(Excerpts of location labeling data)
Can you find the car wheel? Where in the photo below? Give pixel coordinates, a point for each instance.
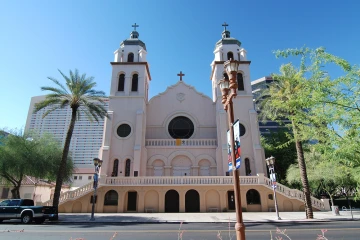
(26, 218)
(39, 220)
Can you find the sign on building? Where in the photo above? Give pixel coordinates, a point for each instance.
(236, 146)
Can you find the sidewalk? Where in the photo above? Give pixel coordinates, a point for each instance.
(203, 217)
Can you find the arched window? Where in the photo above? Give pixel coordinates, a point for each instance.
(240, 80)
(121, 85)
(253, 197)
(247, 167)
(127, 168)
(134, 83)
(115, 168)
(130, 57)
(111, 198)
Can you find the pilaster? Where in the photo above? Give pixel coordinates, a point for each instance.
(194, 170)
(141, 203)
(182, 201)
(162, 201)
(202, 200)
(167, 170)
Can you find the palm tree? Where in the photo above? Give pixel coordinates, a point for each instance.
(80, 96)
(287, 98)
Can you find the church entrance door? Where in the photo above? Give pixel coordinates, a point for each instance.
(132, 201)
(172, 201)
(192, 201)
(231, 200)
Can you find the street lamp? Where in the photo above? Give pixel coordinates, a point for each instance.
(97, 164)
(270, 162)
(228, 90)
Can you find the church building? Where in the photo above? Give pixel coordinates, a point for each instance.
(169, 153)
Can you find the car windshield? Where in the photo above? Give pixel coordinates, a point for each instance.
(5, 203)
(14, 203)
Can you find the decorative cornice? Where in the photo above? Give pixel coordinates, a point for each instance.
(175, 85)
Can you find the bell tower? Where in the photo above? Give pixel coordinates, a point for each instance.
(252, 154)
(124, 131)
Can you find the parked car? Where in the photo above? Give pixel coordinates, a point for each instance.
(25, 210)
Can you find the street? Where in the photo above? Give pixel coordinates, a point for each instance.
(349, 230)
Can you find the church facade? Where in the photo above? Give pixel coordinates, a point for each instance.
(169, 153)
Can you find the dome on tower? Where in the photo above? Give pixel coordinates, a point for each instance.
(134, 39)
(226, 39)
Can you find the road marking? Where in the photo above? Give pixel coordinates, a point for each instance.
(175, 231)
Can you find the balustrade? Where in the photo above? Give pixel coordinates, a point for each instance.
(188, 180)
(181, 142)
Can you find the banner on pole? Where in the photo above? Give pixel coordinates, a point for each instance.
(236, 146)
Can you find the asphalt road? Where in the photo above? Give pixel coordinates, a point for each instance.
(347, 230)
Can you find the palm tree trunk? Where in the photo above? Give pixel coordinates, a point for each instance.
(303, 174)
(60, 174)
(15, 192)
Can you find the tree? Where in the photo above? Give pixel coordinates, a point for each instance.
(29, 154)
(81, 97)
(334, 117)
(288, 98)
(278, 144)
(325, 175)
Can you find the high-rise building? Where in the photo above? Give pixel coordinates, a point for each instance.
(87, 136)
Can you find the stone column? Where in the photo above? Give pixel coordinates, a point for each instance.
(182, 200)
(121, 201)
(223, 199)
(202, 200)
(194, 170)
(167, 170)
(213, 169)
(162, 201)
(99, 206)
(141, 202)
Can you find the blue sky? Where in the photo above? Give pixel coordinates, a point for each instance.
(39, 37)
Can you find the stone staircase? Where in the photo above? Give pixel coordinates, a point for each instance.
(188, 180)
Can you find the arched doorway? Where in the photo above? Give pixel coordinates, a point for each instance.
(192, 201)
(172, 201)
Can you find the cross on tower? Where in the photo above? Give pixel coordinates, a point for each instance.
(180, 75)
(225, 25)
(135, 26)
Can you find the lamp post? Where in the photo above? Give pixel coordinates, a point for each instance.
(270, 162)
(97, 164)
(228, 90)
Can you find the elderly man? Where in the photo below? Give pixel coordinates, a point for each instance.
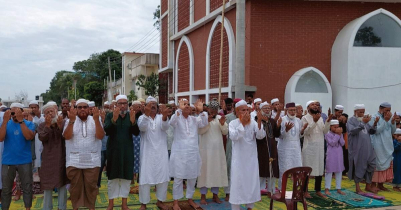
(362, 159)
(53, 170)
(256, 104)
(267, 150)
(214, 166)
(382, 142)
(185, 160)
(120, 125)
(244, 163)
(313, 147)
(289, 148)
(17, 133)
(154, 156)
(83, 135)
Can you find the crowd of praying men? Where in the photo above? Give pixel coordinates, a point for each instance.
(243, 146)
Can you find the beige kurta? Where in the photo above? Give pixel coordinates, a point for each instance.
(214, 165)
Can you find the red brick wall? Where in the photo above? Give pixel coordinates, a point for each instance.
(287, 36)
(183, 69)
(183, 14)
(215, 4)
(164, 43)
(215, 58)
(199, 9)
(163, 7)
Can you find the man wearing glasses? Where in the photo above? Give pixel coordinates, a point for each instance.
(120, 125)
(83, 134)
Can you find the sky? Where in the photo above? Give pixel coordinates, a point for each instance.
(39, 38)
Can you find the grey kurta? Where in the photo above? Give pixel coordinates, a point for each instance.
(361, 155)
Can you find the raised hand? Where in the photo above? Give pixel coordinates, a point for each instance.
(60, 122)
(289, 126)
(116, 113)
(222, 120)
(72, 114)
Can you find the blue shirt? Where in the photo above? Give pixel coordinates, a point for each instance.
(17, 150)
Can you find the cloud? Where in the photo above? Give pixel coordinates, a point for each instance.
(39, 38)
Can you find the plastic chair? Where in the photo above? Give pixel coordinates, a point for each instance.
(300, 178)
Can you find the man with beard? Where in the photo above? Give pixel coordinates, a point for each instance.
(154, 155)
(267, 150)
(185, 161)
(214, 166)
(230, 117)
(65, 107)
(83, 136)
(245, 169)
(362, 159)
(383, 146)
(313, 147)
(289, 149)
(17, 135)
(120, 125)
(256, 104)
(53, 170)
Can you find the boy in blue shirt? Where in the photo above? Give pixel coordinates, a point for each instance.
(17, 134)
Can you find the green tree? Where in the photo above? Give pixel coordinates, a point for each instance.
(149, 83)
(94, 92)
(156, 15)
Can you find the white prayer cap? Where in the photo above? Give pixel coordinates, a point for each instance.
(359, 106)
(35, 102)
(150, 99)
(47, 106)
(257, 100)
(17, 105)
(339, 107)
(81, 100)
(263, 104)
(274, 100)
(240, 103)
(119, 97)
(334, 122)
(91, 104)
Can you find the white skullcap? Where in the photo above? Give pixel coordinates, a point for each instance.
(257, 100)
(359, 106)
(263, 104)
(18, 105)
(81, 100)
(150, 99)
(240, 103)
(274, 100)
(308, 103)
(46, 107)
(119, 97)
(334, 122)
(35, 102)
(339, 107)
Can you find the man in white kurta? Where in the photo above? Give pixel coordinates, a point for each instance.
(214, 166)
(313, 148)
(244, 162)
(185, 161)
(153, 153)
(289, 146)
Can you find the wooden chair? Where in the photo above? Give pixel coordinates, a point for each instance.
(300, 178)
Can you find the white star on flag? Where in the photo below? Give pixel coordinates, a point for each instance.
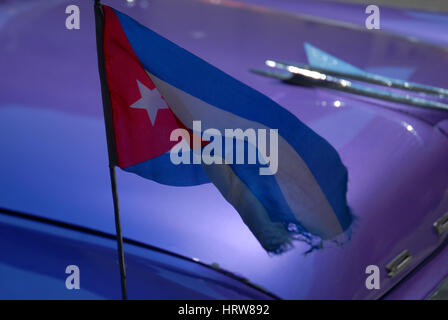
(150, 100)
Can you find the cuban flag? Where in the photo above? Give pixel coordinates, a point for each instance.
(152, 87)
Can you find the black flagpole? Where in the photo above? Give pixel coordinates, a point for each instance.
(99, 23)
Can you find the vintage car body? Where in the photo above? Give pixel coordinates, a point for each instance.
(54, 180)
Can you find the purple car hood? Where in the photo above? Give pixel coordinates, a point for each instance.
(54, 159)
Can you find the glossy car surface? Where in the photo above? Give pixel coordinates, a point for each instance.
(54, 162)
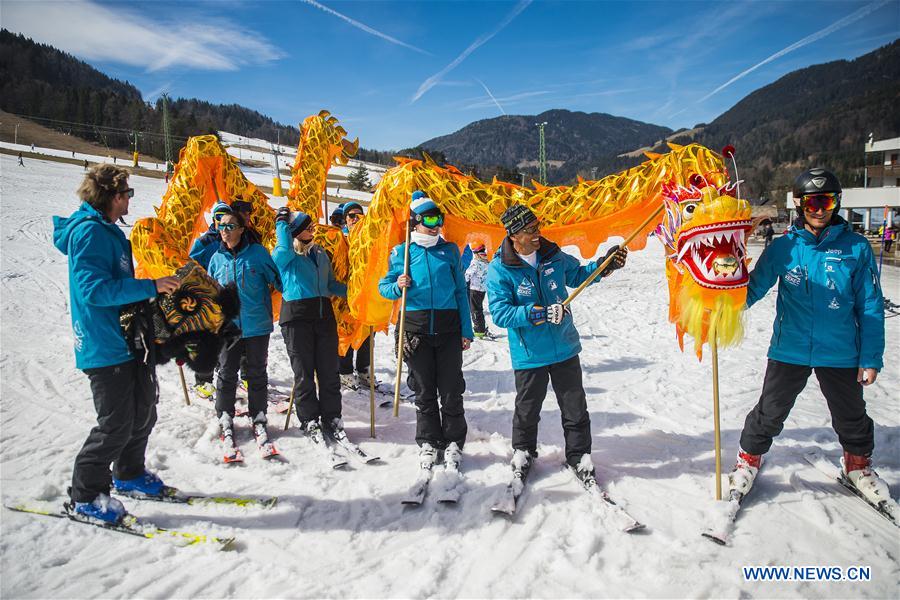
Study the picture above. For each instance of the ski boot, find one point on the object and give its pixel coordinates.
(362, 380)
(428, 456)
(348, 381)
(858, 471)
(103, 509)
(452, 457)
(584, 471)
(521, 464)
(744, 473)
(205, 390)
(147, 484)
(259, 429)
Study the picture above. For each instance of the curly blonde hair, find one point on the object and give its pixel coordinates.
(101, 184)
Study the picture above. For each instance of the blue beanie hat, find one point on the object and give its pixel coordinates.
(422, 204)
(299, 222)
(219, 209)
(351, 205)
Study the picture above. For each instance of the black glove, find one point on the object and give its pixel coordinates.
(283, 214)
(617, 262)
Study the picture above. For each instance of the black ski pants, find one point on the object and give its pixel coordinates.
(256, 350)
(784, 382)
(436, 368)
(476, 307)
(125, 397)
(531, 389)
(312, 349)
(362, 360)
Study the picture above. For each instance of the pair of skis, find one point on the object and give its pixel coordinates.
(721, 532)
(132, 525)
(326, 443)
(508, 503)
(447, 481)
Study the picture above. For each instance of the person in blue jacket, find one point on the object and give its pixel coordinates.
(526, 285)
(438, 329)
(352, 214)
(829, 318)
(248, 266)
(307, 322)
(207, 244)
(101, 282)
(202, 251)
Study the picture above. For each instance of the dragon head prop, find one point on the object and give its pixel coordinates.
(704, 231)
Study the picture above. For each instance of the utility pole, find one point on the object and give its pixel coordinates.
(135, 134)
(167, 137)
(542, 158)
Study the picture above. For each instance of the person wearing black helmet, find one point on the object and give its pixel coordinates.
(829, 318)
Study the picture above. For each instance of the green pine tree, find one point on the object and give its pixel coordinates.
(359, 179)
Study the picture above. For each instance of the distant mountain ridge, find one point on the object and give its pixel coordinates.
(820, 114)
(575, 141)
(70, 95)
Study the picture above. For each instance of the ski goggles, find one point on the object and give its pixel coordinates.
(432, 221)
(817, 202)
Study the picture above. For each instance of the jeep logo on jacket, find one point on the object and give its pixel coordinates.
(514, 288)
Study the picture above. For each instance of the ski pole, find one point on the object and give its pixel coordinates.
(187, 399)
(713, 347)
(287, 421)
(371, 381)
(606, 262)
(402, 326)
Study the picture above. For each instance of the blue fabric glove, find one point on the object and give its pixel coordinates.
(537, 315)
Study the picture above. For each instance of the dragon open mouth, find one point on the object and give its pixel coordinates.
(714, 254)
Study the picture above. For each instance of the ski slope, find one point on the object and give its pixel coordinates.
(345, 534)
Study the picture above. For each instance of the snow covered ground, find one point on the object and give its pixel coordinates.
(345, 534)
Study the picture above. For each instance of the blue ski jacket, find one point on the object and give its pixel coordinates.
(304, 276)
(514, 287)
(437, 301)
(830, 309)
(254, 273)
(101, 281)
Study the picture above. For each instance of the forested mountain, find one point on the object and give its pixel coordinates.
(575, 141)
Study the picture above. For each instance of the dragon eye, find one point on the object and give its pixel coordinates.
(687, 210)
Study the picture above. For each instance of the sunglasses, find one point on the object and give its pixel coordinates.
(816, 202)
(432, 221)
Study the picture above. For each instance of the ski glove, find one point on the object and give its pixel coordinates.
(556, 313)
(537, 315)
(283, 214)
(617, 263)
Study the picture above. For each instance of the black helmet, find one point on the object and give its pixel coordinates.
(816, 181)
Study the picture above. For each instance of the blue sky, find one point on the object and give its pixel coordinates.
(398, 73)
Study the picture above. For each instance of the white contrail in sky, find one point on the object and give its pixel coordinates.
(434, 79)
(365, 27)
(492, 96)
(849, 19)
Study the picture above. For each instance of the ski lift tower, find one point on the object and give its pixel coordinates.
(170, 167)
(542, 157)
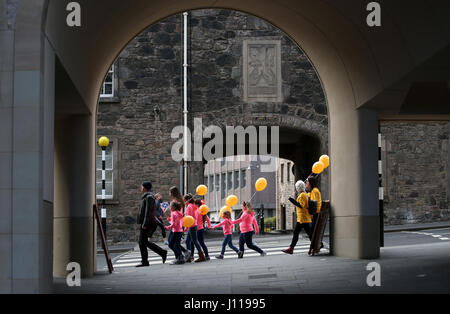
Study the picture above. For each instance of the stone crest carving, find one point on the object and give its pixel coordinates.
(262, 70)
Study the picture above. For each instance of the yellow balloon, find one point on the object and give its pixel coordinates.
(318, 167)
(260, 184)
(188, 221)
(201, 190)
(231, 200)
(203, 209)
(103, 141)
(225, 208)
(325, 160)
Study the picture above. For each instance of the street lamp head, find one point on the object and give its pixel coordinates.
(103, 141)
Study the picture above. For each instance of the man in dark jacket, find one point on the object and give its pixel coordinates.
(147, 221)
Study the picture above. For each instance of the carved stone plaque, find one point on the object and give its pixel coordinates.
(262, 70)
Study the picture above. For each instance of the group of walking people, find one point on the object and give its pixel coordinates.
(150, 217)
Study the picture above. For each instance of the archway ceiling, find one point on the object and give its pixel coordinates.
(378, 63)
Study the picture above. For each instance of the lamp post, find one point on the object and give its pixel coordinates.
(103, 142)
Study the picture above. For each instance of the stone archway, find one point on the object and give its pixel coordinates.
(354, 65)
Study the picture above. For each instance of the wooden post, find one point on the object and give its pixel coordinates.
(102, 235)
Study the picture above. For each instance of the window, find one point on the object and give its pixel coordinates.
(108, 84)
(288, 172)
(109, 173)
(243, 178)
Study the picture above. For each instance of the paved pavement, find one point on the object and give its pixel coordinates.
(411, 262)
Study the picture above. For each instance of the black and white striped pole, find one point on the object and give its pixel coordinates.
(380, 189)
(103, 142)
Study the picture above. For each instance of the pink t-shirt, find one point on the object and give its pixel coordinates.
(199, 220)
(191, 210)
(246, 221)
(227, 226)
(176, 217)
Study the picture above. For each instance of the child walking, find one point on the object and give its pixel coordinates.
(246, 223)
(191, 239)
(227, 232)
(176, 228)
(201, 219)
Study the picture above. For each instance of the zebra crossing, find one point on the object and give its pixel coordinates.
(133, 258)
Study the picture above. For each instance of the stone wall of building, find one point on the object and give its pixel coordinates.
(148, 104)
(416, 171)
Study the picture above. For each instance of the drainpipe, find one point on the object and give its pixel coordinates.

#### Stated problem
Reproduce only the lines running from the one with "Study the picture above. For each instance of the wooden" through the final line of the listing above, both ends included.

#### Answer to the problem
Study the picture above. For each instance of the wooden post, find one point on the object and give its pixel coordinates.
(102, 235)
Study the picture above. For each instance of the window, find one point on the object and give its pixel coordinates.
(108, 84)
(288, 172)
(109, 173)
(243, 178)
Study the picture above. For each instance of the paved pavement, find one point on the object and give its pixel coordinates.
(411, 262)
Study the picture above. For each instance of the black and white striped pole, find one point on the object and give its pixel coordinates.
(380, 189)
(103, 142)
Study the picture above. For each instance of the pink t-shirt, find one point on the object and give its pixel coordinates.
(199, 220)
(191, 210)
(246, 221)
(227, 226)
(176, 217)
Study the picture above. For each instance of the child walking, find one point on the object and give its pixel coordinates.
(246, 223)
(191, 239)
(227, 232)
(176, 228)
(201, 219)
Study the picture above. For each instance of the zebra crossing, find one point on the object and give its pixel coordinates.
(133, 258)
Study the picture above. For each instance of the stone wall of building, find one point on the object and give its pixel coordinates.
(148, 104)
(416, 171)
Study the picture above. For each instance of the drainpipe, find one point on the object and give its pixel coordinates.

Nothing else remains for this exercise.